Location labeling records
####
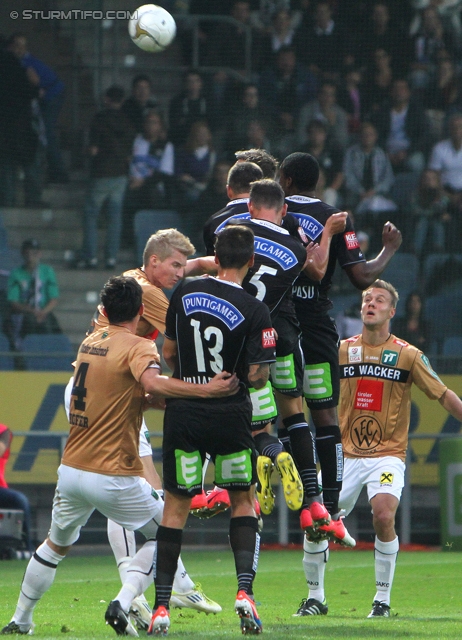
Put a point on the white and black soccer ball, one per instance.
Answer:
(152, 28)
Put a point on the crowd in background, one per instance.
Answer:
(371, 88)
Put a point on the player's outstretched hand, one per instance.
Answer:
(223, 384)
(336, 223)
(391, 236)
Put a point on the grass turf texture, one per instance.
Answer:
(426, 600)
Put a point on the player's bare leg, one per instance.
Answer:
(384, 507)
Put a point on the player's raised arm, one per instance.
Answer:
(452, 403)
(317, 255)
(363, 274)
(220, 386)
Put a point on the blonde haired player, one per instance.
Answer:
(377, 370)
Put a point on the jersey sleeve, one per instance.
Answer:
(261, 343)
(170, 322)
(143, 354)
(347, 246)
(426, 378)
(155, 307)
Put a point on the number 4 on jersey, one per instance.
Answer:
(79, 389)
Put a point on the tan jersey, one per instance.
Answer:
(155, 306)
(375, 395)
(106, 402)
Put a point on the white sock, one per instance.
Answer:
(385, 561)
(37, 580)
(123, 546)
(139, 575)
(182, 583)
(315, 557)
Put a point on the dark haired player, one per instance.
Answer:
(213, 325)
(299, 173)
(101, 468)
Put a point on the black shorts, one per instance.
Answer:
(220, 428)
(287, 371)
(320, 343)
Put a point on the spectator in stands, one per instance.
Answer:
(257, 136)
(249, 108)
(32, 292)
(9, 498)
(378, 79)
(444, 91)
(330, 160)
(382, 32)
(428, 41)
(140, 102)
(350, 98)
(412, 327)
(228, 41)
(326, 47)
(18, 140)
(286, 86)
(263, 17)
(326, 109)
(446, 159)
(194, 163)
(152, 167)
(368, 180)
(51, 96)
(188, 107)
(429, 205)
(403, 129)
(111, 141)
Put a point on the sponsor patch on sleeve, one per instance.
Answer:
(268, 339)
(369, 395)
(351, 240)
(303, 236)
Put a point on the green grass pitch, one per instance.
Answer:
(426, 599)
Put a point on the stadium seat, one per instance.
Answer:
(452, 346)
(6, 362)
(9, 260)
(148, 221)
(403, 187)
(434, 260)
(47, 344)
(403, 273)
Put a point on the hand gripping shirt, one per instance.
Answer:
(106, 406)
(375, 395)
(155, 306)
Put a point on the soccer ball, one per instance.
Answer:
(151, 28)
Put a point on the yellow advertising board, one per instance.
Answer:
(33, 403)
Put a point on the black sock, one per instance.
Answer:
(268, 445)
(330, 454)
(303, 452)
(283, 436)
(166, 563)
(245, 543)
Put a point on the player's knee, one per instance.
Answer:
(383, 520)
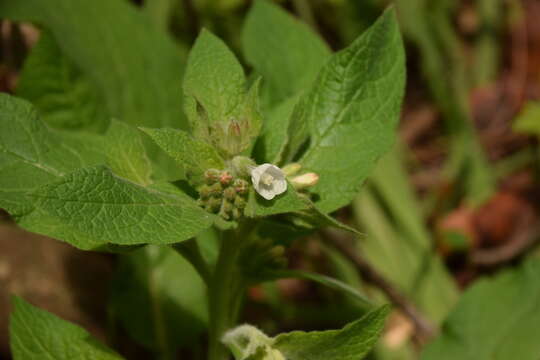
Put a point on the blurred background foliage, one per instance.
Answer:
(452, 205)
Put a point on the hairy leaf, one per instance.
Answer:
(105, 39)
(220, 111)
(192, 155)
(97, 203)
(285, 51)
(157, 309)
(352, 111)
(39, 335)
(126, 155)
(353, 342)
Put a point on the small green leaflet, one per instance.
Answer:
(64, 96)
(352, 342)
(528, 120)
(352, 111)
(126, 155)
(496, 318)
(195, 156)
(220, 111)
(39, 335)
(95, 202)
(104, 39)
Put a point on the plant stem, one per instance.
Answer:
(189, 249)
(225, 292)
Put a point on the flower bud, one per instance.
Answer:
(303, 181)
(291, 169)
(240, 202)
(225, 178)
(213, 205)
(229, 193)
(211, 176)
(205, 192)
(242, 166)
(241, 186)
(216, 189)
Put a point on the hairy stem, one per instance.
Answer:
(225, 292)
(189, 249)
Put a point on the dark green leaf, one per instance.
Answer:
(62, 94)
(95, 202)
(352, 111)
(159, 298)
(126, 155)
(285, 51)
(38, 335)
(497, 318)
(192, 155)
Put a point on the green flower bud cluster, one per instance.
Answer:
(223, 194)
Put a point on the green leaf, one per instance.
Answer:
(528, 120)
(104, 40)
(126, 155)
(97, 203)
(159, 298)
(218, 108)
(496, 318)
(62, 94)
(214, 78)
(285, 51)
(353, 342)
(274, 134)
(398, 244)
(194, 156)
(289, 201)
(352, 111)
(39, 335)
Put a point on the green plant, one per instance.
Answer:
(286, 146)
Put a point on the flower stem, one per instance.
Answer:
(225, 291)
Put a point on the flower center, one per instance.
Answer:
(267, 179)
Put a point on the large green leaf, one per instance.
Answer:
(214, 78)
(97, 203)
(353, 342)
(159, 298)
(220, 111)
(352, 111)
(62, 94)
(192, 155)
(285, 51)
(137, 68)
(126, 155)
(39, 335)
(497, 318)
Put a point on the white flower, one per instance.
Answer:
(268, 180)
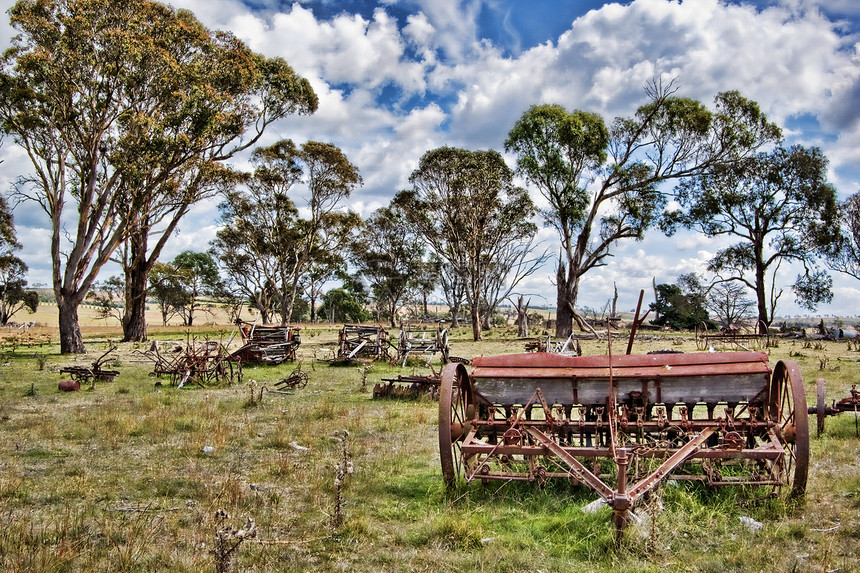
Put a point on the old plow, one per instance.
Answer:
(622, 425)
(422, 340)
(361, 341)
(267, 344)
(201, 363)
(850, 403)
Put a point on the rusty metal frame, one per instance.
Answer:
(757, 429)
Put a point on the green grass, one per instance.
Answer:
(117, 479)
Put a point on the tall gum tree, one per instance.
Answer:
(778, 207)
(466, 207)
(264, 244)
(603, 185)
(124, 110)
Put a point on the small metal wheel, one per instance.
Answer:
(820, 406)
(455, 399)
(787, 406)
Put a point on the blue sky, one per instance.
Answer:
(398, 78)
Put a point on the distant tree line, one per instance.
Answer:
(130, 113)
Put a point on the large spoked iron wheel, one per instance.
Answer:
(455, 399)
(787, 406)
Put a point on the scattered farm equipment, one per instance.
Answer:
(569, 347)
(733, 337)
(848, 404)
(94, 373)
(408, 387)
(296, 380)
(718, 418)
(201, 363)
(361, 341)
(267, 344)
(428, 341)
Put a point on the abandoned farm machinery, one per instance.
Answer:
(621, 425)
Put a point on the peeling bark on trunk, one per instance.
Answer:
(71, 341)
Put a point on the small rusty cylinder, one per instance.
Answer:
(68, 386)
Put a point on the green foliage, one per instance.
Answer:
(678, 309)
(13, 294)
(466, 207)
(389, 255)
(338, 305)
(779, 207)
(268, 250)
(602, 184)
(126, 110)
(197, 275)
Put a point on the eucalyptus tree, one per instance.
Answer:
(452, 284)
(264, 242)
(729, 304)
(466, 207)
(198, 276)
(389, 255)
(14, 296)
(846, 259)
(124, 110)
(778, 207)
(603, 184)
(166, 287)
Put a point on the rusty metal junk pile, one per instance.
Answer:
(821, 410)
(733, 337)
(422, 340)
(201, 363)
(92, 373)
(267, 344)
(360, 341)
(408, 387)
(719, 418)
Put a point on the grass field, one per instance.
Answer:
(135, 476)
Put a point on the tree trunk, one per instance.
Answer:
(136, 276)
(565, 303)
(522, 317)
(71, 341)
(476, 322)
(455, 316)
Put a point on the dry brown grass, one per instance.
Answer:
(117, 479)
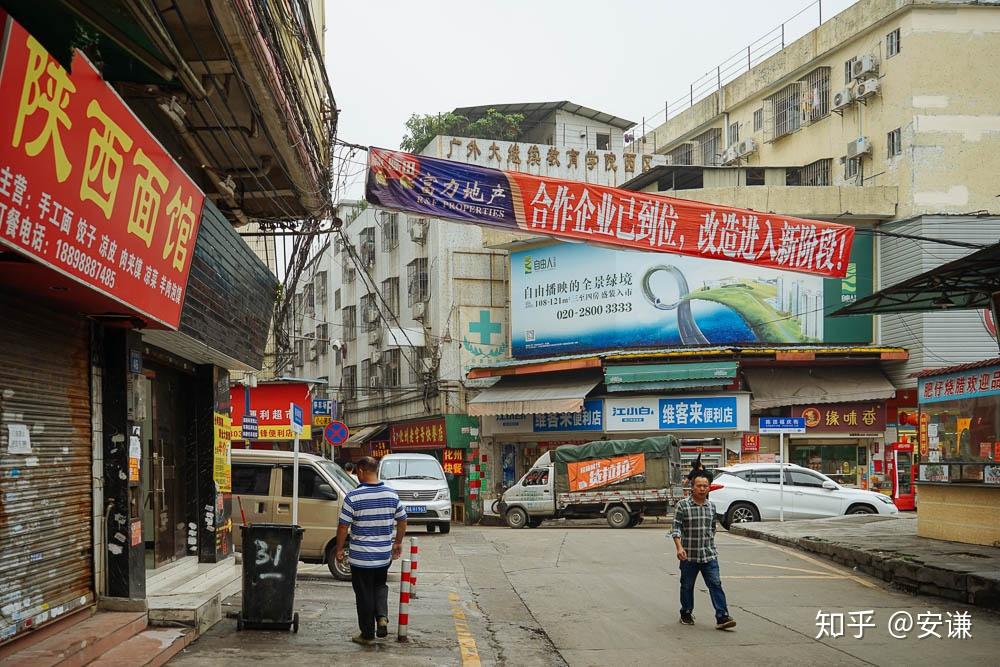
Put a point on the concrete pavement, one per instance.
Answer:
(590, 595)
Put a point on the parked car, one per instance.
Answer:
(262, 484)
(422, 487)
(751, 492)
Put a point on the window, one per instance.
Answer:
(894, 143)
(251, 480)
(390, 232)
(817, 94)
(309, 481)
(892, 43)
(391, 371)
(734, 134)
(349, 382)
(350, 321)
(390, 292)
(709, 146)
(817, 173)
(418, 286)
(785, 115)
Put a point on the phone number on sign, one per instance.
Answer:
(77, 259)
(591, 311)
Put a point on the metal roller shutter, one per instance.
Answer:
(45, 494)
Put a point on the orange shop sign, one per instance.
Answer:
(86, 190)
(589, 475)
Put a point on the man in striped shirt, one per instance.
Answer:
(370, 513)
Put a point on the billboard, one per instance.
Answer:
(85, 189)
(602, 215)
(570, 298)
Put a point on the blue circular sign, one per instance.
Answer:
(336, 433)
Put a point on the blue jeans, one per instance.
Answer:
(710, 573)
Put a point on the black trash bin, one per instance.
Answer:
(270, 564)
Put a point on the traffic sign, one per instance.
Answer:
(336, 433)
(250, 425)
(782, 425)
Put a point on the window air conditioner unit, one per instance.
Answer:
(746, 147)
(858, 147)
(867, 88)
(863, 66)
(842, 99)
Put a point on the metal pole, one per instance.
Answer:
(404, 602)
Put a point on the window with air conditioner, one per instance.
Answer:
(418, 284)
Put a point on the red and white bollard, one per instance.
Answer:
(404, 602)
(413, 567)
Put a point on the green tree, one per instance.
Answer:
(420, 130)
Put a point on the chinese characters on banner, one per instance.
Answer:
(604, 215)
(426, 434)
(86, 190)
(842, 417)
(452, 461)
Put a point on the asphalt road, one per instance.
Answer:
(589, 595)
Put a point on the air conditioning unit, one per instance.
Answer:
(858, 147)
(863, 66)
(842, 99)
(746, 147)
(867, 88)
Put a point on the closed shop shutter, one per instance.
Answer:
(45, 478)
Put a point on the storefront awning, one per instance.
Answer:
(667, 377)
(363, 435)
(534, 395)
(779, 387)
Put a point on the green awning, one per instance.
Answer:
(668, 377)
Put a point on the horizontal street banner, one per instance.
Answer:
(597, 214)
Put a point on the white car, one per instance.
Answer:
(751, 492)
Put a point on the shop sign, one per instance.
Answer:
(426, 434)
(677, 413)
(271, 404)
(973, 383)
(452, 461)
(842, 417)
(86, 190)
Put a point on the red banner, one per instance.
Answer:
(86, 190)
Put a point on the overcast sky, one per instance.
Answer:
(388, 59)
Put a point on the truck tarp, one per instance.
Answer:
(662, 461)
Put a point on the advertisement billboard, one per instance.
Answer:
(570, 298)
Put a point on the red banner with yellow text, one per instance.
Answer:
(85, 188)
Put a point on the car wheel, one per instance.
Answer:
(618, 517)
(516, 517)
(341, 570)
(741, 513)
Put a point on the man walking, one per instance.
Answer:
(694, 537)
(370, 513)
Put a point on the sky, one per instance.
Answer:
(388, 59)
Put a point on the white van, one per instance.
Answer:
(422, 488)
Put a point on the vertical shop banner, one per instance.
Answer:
####
_Task details_
Turn the lines of the items into a numbered list, starting with the line that contains "Put a point on the sky, one per instance." and going on through the last line of the items. Leave out any blank lines.

_Response to this exercise_
1. Put a point on the sky, one per instance.
2. Answer:
3. (388, 59)
4. Put a point on the white van, one per instance.
5. Answer:
6. (422, 488)
7. Put a point on the vertical shop banner, one per instance.
8. Answer:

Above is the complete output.